JOUW DOEL: Vertaal deze zin uit de tekst over verkeersveiligheid bij scholen naar het Engels: "De juf moet nu op straat gaan staan om de auto’s tegen te houden, maar ik heb schrik dat de auto’s tegen haar gaan."

Wat zeggen kinderen en jongeren over publieke plekken?

Verkeersveiligheid in de schoolomgeving

De juf moet nu op straat gaan staan om de auto’s tegen te houden, maar ik heb schrik dat de auto’s tegen haar gaan.

Vele bevraagde kinderen geven aan dat ze vaak een onveilig gevoel hebben in de schoolomgevingen, omdat er veel auto’s rijden, de auto’s te snel rijden, ze zich niet altijd aan de regels of afspraken houden en slecht voorrang verlenen.

Ondanks het feit dat veel kinderen vinden dat er vaak te veel auto’s in de schoolomgeving rijden, geven de kleinere kinderen ook aan dat ze graag zo dicht mogelijk bij de school worden afgezet om niet te ver te moeten wandelen. In schoolomgevingen met autoluwe delen (bv. aan GBO Overijse) vinden kinderen het veiliger. Ook zijn de kinderen fan van maatregelen die gelden om de verkeersveiligheid verhogen. Enkele bevraagde kinderen zeggen dat de aanwezigheid van politie en/of gemachtigde opzichters in de schoolomgeving helpt om de veiligheid te verhogen.

Hoe zou de gemeente de verkeersveiligheid aan schoolomgevingen verder kunnen verhogen volgens de kinderen? Enerzijds preventieve en sensibiliserende maatregelen als borden, sensibiliseringsacties, signalering, maar ook infrastructurele oplossingen als extra zebrapaden, verkeerslichten, fietsstraten, ten slotte repressieve maatregelen als meer politiecontrole, flitspalen en camera’s. In Tombeek is er ook een gesmaakte actie geweest om knuffels die over een lengte van vijftig meter langs de straat werden gezet om auto’s bewust te maken van waar kinderen aanwezig zijn.

Verplaatsingen door kinderen naar plekken in de leefwereld

Ik zou het leuk vinden om met de fiets naar school te komen want dat is echt niet leuk met de auto, wachten in de file.

Fragmenten uit een detectiedataset
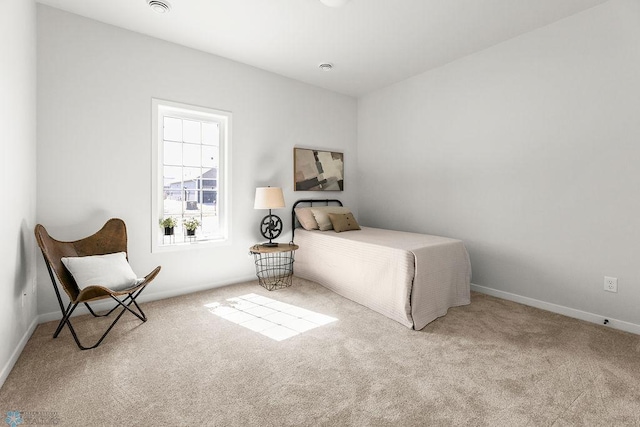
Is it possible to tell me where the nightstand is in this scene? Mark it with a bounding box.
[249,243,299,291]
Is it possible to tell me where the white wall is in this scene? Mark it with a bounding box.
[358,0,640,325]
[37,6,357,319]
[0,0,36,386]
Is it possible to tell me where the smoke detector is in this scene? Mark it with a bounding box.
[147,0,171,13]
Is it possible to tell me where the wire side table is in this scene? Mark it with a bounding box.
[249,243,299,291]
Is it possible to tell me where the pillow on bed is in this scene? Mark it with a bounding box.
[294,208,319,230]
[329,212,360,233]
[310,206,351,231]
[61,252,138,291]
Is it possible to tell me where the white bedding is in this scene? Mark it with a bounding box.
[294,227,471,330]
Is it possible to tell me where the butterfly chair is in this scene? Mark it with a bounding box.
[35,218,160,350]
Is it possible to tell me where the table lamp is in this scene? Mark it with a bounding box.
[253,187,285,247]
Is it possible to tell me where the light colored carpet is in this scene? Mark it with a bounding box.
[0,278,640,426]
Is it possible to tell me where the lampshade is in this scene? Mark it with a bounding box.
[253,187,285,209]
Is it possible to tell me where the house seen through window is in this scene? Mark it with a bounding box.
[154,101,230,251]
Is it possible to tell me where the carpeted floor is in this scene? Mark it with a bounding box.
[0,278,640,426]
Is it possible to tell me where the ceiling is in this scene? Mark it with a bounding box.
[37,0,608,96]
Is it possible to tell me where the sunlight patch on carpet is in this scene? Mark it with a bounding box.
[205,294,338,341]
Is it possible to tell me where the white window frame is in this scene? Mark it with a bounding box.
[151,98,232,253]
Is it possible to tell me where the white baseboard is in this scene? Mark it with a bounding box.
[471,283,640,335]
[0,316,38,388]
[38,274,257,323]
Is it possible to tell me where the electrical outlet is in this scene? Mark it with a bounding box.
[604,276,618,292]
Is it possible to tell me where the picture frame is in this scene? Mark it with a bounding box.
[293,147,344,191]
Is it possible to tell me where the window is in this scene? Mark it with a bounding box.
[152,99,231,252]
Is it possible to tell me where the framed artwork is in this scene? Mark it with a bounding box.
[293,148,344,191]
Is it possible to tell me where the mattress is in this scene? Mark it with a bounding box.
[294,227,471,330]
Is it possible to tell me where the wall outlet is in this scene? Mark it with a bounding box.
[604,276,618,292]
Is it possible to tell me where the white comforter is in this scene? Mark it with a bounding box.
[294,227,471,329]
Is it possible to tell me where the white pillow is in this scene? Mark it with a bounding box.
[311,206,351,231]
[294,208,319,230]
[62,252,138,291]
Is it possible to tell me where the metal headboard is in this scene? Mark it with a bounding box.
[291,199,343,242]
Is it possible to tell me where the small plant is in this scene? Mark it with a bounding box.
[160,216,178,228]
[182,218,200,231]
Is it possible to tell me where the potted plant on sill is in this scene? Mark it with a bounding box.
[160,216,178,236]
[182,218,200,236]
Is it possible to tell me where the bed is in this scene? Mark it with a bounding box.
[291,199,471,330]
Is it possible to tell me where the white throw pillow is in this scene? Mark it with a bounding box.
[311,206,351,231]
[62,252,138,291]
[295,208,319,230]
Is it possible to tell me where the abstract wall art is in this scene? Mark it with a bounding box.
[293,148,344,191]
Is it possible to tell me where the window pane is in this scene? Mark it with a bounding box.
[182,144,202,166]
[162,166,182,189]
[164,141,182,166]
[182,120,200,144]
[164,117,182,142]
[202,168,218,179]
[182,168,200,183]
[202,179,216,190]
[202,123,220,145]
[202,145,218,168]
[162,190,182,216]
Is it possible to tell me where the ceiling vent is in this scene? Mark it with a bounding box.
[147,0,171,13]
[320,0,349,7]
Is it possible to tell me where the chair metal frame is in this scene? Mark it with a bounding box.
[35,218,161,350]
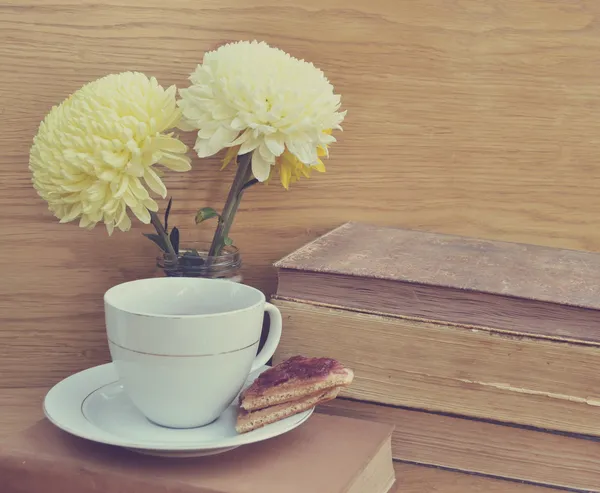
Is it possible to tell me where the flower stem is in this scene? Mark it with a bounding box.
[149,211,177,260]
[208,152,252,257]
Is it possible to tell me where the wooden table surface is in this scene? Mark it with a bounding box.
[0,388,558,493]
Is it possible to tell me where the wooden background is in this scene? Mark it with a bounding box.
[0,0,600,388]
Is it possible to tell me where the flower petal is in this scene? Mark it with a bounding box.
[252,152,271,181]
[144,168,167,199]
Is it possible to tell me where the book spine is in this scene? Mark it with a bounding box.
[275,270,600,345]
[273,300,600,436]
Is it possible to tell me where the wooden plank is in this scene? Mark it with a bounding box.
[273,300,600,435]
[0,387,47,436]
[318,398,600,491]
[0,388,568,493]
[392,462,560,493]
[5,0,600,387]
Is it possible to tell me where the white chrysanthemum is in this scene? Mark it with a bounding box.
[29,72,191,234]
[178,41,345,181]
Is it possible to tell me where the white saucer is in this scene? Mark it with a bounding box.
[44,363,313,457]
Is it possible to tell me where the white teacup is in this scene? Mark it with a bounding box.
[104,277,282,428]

...

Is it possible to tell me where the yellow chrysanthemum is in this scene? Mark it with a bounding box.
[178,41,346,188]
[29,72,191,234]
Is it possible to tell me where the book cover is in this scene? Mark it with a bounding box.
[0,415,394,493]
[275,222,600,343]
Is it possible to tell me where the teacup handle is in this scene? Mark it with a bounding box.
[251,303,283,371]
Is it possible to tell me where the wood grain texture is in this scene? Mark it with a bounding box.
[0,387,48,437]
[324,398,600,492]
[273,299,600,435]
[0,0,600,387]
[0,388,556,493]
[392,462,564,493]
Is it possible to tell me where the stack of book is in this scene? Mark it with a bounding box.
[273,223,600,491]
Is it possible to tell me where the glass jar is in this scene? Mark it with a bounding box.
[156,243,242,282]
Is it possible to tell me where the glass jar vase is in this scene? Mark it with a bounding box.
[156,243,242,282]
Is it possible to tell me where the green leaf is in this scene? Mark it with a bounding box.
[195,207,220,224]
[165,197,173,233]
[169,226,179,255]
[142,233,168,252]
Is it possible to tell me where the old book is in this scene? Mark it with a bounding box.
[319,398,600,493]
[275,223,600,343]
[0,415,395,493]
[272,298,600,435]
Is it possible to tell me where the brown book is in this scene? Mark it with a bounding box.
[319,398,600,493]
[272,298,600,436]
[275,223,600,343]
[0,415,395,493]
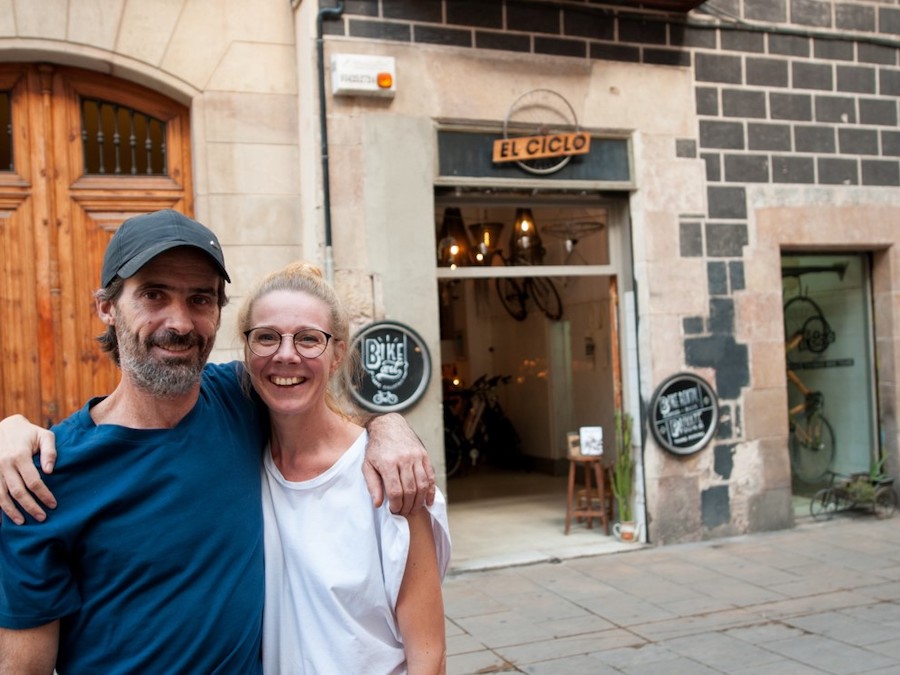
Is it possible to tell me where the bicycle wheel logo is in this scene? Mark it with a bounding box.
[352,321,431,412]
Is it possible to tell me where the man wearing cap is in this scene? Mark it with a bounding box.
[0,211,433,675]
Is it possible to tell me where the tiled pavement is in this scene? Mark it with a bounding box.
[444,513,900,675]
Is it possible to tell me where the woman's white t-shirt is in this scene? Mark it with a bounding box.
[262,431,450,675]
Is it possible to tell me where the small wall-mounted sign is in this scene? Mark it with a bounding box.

UITVOER OEFENING: The teacher now has to stand in the street to stop the cars, but I'm afraid the cars will run into her.